EXTRAIT DU TEXTE |
##########

1 et 2 – Ponçage des toitures, découpe des pare-brises, arasage des contours en relief des fenêtres et des feux rouges, remise en peinture couleur « ivoire » de l’ensemble.

 
3 à 7 -  Adaptation du bogie moteur M.T., remplacement des roues. J’ai souhaité n’utiliser que des roues lisses, mais par la suite vous verrez que j’ai dû quand même remplacer celles d’un essieu par des roues munies d’anneau d’adhérence.
 
8 et 9 – Préparation des aménagements intérieurs des salles 2ème classe, avec des éléments récupérés dans des voitures voyageurs. Les banquettes doivent être à 3 places d’un côté et 2 de l’autre.
 
10 à 17 – « Habillage » du bogie avec des éléments découpés sur celui du modèle d’origine, et pose de palpeurs de courant sur les 4 roues.
 
18 à 20 – Préparation du bogie arrière, sur la base de celui en laiton massif de l’ancien kit M.T. pour Picasso, et équipé de timoneries et palpeurs de courant comme le bogie moteur.
 
21 – Les fils des palpeurs de courant du bogie arrière passent sous le bloc des banquettes (amovible) et rejoignent ceux du bogie moteur dans le compartiment à bagages.
 
22 et 23 – Ajustement du châssis muni du nouvel aménagement intérieur avec la caisse.
 
24 et 25 – Préparation des banquettes de 2ème classe, cette fois pour la salle de la remorque, de la même façon que celle de la motrice : découpe de la forme en creux arrondi dans les coins des dossiers.
 
26 – Perçage (Diam. 0.5 mm) des trous (profondeur = 3 mm) au milieu du dossier des banquettes : près du bord extérieur en haut, et près du plancher en bas côté intérieur.

##########

MATÉRIEL FOURNI |

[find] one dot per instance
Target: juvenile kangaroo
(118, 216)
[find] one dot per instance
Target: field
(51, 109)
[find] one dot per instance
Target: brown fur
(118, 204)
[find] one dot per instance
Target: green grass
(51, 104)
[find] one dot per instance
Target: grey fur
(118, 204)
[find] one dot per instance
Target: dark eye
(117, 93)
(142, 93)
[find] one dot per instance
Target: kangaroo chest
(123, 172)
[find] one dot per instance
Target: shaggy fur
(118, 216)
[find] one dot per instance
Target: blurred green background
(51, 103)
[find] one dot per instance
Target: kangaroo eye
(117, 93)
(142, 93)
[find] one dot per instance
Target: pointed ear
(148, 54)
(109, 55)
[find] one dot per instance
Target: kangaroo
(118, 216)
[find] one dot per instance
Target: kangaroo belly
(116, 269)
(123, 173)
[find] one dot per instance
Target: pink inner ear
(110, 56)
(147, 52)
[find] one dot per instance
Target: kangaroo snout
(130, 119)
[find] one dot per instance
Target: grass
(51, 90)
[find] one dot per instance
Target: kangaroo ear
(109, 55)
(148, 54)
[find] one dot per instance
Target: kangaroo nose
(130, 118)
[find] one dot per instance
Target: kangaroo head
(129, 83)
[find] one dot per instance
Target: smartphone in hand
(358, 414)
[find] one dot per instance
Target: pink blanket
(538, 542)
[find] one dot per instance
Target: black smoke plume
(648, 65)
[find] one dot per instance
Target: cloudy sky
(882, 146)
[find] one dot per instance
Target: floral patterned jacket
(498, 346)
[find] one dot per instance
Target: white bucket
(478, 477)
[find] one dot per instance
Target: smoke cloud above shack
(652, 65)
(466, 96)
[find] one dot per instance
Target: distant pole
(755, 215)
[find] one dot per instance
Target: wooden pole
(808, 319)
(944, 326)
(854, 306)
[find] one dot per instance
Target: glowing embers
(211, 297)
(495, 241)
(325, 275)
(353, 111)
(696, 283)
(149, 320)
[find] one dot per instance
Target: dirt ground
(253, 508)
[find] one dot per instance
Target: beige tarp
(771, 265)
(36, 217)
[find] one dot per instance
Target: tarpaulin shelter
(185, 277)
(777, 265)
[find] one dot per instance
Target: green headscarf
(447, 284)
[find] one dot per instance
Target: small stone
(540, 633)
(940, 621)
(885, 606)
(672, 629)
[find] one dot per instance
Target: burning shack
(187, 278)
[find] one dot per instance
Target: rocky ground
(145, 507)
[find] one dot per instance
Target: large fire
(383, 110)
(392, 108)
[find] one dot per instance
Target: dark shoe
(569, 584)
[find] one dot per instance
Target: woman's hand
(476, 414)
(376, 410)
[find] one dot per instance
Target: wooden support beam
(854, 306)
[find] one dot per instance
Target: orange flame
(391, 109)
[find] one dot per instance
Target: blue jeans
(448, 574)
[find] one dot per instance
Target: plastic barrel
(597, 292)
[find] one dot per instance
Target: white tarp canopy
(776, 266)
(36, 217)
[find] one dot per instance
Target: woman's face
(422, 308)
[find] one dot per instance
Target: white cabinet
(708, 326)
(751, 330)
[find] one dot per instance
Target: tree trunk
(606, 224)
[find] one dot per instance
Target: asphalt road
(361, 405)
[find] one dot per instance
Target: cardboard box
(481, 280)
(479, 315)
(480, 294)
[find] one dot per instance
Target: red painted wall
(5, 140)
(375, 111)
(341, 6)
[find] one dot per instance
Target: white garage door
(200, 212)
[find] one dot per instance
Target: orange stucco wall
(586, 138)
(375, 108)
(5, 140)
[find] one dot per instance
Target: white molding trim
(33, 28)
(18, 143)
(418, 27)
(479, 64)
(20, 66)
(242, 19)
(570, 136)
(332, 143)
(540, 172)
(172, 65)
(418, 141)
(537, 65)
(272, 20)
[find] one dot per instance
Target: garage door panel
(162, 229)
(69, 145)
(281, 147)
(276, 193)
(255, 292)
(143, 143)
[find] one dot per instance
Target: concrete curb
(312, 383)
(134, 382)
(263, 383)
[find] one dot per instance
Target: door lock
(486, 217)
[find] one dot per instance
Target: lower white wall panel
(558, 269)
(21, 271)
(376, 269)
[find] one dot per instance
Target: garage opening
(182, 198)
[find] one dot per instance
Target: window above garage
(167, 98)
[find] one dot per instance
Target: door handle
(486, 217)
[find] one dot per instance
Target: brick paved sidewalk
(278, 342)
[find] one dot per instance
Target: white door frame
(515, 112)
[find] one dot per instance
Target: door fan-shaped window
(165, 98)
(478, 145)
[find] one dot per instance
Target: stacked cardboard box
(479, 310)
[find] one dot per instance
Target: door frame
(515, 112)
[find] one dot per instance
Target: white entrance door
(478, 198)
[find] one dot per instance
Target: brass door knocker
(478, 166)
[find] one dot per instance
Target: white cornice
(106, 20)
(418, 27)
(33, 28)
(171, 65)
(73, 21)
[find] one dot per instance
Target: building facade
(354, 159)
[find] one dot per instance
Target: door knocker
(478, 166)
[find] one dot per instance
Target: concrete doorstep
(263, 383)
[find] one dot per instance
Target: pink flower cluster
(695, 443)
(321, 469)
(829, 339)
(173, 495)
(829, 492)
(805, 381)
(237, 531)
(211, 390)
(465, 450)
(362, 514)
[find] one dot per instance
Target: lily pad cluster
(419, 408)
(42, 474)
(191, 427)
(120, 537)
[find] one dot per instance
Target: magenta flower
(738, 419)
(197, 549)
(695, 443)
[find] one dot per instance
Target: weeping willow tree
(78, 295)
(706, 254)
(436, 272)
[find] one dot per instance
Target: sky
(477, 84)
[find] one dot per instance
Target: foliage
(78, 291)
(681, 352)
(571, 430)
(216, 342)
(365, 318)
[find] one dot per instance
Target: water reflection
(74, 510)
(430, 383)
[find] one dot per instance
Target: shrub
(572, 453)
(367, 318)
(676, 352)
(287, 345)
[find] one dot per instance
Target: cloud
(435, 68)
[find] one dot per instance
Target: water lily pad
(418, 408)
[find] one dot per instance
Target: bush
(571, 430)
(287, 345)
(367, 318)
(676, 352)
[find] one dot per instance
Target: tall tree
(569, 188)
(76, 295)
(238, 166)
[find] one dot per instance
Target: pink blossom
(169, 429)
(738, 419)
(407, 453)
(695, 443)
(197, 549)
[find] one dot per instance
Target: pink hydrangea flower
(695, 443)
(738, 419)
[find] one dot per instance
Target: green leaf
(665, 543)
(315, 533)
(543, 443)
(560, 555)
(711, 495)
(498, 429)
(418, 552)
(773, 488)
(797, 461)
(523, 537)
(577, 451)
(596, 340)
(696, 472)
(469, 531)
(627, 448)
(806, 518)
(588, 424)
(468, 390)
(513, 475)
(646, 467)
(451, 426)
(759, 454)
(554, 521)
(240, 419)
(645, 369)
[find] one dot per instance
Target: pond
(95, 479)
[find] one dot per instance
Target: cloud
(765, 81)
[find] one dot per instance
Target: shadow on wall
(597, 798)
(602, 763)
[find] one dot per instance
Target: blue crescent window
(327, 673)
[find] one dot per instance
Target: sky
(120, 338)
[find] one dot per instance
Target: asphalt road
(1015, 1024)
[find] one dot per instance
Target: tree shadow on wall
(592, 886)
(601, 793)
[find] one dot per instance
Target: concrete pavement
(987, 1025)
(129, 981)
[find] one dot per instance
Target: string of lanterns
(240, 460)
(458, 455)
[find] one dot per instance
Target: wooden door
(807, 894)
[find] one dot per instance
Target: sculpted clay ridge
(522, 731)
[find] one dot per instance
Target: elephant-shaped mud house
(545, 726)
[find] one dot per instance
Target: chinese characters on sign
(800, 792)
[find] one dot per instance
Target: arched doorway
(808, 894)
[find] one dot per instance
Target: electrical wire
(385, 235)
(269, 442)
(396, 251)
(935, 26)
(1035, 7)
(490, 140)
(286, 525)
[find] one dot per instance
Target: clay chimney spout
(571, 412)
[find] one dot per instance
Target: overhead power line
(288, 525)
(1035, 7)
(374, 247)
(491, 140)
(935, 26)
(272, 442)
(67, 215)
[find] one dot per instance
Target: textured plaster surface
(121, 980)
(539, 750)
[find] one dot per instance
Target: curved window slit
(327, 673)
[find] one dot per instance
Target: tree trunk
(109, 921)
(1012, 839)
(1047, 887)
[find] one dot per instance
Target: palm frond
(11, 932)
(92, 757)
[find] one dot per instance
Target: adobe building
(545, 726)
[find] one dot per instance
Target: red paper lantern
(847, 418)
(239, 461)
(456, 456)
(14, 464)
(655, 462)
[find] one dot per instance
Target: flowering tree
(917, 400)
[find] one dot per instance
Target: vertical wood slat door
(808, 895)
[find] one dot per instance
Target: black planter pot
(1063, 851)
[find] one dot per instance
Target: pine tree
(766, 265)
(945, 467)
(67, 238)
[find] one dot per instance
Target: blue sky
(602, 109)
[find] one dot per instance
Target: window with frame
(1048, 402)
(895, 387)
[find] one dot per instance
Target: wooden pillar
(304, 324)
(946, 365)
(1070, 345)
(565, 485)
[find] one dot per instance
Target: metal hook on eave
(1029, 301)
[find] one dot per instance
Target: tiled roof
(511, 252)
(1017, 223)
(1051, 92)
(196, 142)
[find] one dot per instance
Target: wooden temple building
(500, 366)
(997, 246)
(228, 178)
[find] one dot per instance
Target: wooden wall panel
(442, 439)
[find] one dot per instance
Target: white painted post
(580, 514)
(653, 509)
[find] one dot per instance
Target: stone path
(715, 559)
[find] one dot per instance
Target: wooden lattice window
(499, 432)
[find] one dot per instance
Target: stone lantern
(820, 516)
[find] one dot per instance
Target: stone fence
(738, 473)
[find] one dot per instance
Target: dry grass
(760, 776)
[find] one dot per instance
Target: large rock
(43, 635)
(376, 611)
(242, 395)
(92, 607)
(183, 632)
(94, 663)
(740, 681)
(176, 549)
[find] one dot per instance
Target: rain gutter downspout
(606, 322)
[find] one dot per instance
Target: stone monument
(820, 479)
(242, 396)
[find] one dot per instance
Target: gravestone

##########

OBJECTIF DE L'EXERCICE |
Extrayez de l'extrait du texte le passage qui commence aux mots « 18 à 20 – Préparation » et s'arrête après « coins des dossiers. ». Le matériel fourni forme un ensemble distinct du texte.

RÉPONSE ATTENDUE |
18 à 20 – Préparation du bogie arrière, sur la base de celui en laiton massif de l’ancien kit M.T. pour Picasso, et équipé de timoneries et palpeurs de courant comme le bogie moteur.
 
21 – Les fils des palpeurs de courant du bogie arrière passent sous le bloc des banquettes (amovible) et rejoignent ceux du bogie moteur dans le compartiment à bagages.
 
22 et 23 – Ajustement du châssis muni du nouvel aménagement intérieur avec la caisse.
 
24 et 25 – Préparation des banquettes de 2ème classe, cette fois pour la salle de la remorque, de la même façon que celle de la motrice : découpe de la forme en creux arrondi dans les coins des dossiers.